─── DOCUMENT SECTION ───

For example, it was only once during the Blair-Brown years – in 2005 – that attempts were made to move motions at Labour conference that advocated reforms to the hated anti-union legislation brought in by Thatcher. While passed, there was barely a squeak to push for implementation from union leaders, and like other official party policy, has been allowed to simply slip into history.
Again in the run-up to the Iraq war, union representatives on the party NEC ignored mandated policy and voted against a motion opposing invasion. Among these, there are countless other examples that can be cited.
Even withstanding this and the fact Labour has been emptied of any real accountability with policy decisions emerging from Parliamentary leadership via the airwaves in an almost Presidential style, unions continue to (potentially) hold a significant influence should the leaderships actually decide to fight for their policies and should individual political funds be democratised to the benefit of rank-and-file members. While in the past unions held 90% of the casting votes at Labour conferences, they now, still, hold 40%.
If GMB – and other unions – were serious about maximising their members’ interests they would seek to intervene themselves both industrially and politically. Regarding this contribution, it means encouraging more branches to send delegates to Constituent Labour Parties and ensuring their policies are fought for, as well as developing a strategy to commit Labour politicians to decisions made by conference.
While the current set-up isn’t ideal, we are where we are and the circumstances in which unions disaffiliate does matter. The example of the FBU – the only union I’m aware of having disaffiliated – is that their exit from in 2004 served to depoliticise the union, reducing it just supporting left-wing causes.
Against ‘left posturing’ though its important to revive a debate on what we mean by working-class representation. For while Labour may not be the vehicle to advance our interests within the political sphere, to liken them organisationally to the Conservatives is to misunderstand. Labour remains a workers party, albeit a highly degenerated one with a bourgeois leadership, because of the organic link it has with millions of organised workers via the trade unions. Unlike the Conservatives, it finds its traditional support base among society’s workers. Even withstanding the failure of Miliband to offer any kind of real alternative to austerity politics, we can trust that at the next election, Labour will once again benefit from the grit-teeth allegiance of working-class voters and the capacity of the trade-union bureaucracy to foster illusions in it.

─── ENTRIES PROVIDED ───

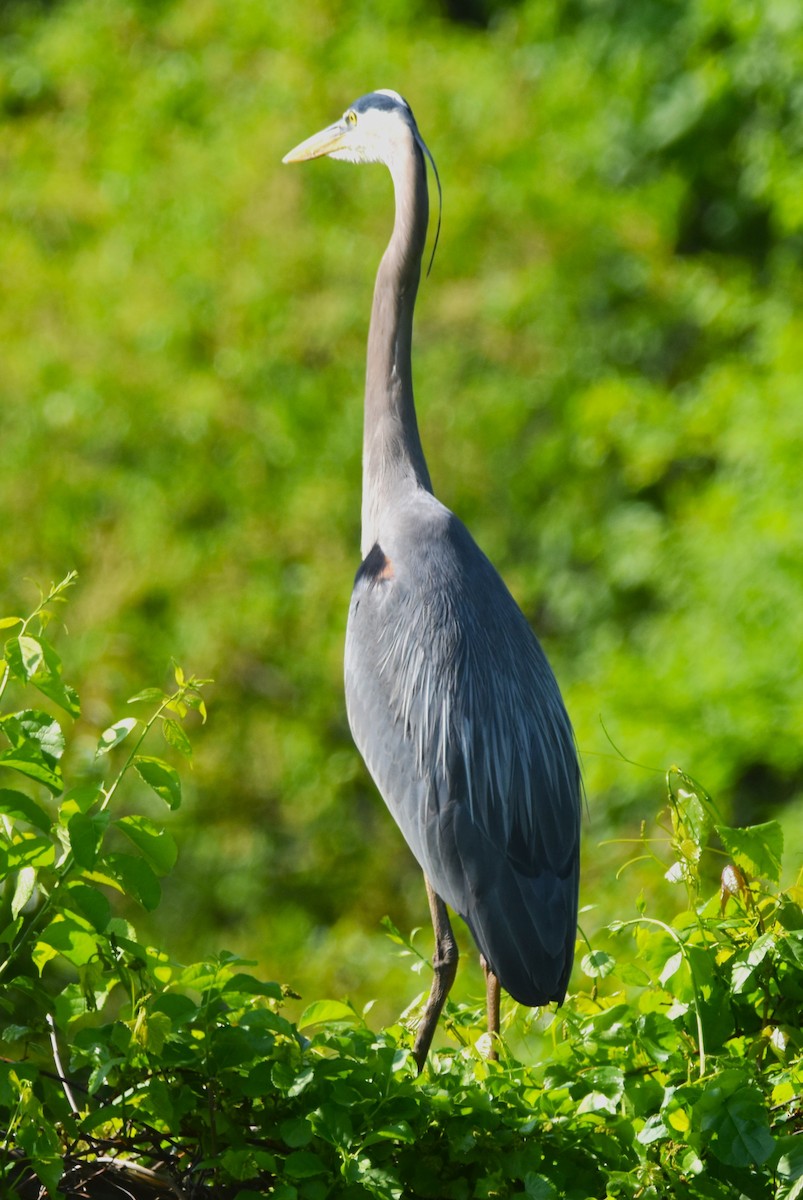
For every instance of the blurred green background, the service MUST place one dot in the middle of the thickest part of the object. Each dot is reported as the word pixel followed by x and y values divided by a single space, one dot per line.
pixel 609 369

───
─── ENTRIES PROVIDED ───

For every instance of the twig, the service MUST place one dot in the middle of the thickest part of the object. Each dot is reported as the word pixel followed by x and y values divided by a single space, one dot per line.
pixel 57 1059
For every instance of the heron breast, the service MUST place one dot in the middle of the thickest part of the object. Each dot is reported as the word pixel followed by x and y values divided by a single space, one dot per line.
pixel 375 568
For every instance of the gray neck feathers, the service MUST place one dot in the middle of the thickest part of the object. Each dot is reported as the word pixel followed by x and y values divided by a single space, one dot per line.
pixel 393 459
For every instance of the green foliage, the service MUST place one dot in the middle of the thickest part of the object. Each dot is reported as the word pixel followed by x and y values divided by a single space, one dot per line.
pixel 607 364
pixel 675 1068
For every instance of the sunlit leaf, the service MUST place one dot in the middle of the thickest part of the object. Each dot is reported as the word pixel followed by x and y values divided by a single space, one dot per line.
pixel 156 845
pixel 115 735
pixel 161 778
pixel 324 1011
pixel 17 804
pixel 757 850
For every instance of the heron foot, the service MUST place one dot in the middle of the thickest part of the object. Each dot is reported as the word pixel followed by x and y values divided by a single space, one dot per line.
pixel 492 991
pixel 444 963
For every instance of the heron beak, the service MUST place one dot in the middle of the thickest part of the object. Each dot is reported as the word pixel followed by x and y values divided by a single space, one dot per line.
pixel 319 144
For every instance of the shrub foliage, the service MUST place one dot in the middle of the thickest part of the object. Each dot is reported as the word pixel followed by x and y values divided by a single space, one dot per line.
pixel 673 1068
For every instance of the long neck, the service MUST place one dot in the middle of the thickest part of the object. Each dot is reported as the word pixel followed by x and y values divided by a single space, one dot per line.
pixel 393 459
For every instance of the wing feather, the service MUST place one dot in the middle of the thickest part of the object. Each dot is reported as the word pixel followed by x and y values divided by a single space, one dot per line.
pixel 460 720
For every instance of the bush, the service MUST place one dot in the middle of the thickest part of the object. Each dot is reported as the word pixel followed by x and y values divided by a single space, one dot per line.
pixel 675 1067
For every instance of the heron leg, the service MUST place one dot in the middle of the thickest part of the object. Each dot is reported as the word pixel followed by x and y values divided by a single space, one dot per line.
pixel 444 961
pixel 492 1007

───
─── ENTRIES PROVIDED ───

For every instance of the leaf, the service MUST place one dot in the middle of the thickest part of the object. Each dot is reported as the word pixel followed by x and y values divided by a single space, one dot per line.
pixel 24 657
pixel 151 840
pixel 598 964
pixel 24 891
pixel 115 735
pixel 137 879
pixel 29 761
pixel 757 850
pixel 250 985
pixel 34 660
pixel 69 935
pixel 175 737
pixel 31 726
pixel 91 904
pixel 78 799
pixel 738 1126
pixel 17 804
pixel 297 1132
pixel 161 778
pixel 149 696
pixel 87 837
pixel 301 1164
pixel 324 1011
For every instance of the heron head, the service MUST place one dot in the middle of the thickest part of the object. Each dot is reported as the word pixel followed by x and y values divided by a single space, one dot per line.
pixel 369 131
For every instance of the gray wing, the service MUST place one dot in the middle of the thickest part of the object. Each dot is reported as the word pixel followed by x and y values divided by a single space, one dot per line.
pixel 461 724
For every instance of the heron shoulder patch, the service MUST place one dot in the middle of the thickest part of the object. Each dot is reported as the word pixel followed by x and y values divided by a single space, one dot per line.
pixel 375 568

───

REQUEST -
According to the passage on unions and the Labour Party, what share of the casting votes at Labour conferences do unions hold now?

SOLUTION FOR THIS EXERCISE -
40%